Task 1 ->
According to the article about Tupelo Hardware, what items are for sale in any Ace Hardware store in the USA? List every one.

Back to Tupelo

by Mike Gerrard

Go into any Ace Hardware store in the USA and you’ll see the same collection of things for sale – roach repellent, paint, sink plungers, cesspool cleaner, rose fertiliser, feather dusters, Elmer’s Glue and duct tape. Go into the Ace Hardware store in Tupelo, Mississippi, though, and you’ll notice something different. There are rows of guitars for sale, and guitar picks.

Tupelo Hardware in Tupelo, Mississippi
In Tupelo Hardware

 

Guitar picks for sale in Tupelo Hardware, Tupelo, Mississippi
Tupelo Hardware Souvenirs

Two pieces of grey duct tape make a cross on the floor in front of one of the counters. Pick up what looks like a regular 12-inch ruler and printed on it you read: ‘Where Gladys bought her son’s first guitar.’ Gladys? Yes, Gladys Presley, and her son’s name was Elvis. The duct tape marks where they were standing, in front of the store’s music counter.

The date was January 8th, 1946, and it was Elvis Presley’s 11th birthday. Gladys took him to Tupelo Hardware.

Guitars for sale in Tupelo Hardware, Tupelo, Mississippi
You Can Still Buy a Guitar in Tupelo Hardware

‘Elvis saw a bicycle in the window,’ Connie Tulis tells me, ‘but Gladys said no, maybe on account of the cost. Then he wanted an air rifle but Gladys said no to that too. She bought him a guitar instead, though he did get his air rifle when he turned 13. The guitar cost $7.75 plus sales tax. You could feed your family for weeks on $7.75 back then.’

If you look on the Elvis Birthplace website they say the guitar cost $7.95, while on the website for Graceland they say $12.95. Whatever it cost, it was the best investment Gladys ever made.

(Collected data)

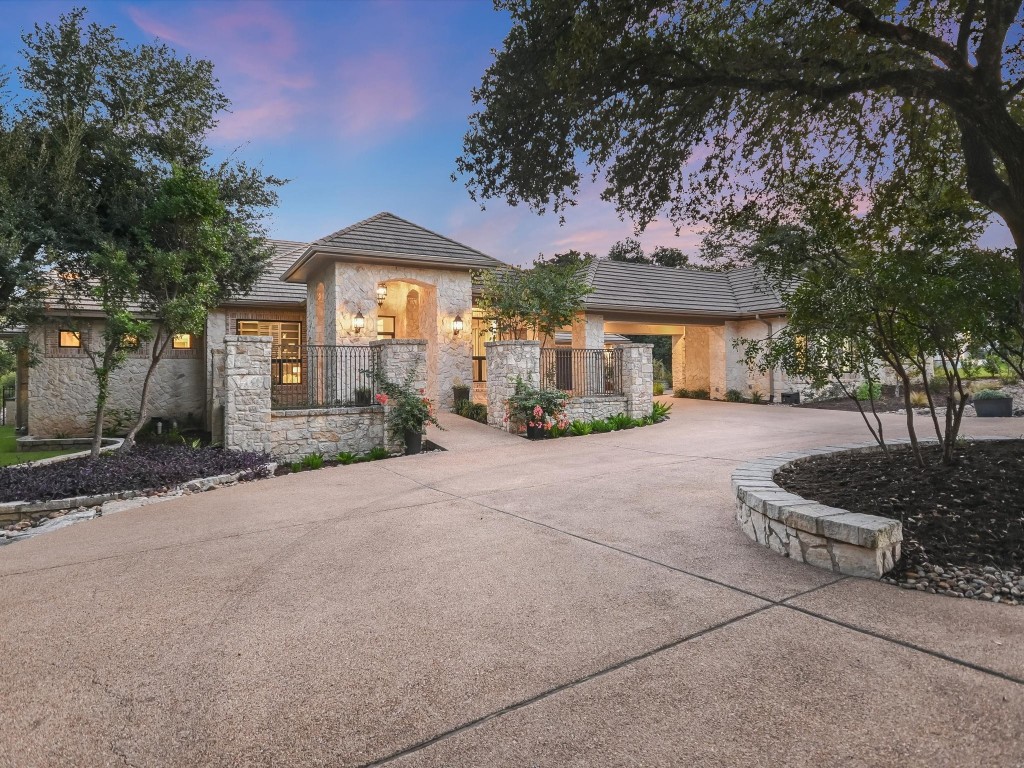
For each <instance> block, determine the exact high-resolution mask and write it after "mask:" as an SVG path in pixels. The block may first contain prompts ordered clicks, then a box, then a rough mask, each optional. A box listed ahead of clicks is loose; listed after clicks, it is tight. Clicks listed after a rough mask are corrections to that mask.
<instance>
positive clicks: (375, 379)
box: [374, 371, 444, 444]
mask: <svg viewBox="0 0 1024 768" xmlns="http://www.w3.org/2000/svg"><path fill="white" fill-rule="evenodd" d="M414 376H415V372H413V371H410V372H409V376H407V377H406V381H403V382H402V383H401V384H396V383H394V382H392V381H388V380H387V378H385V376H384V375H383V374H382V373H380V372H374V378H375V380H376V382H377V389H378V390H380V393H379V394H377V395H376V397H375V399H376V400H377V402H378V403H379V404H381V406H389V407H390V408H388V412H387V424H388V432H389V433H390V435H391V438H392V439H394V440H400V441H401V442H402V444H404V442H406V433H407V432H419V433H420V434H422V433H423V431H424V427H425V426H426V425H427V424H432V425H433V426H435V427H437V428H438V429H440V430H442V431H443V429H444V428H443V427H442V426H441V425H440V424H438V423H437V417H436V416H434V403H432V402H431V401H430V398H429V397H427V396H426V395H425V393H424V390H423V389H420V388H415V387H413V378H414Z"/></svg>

Task 2 ->
Return the lines of the entries from the first line of the entries up to and including the line containing "box: [374, 371, 444, 444]". Leave out the pictures.

Your solution 1 ->
- roach repellent
- paint
- sink plungers
- cesspool cleaner
- rose fertiliser
- feather dusters
- Elmer's Glue
- duct tape

Your solution 2 ->
For each <instance> block, determine the exact high-resolution mask and write it after "mask:" as an SVG path in pixels. The block may first contain prompts ordered clicks, then a box, then a rough mask, each optional. A box listed ahead of clicks is loose; listed after clicks, it is tight. Clicks listed after a rough mask are corrections to that mask.
<instance>
positive clicks: (375, 379)
box: [374, 371, 444, 444]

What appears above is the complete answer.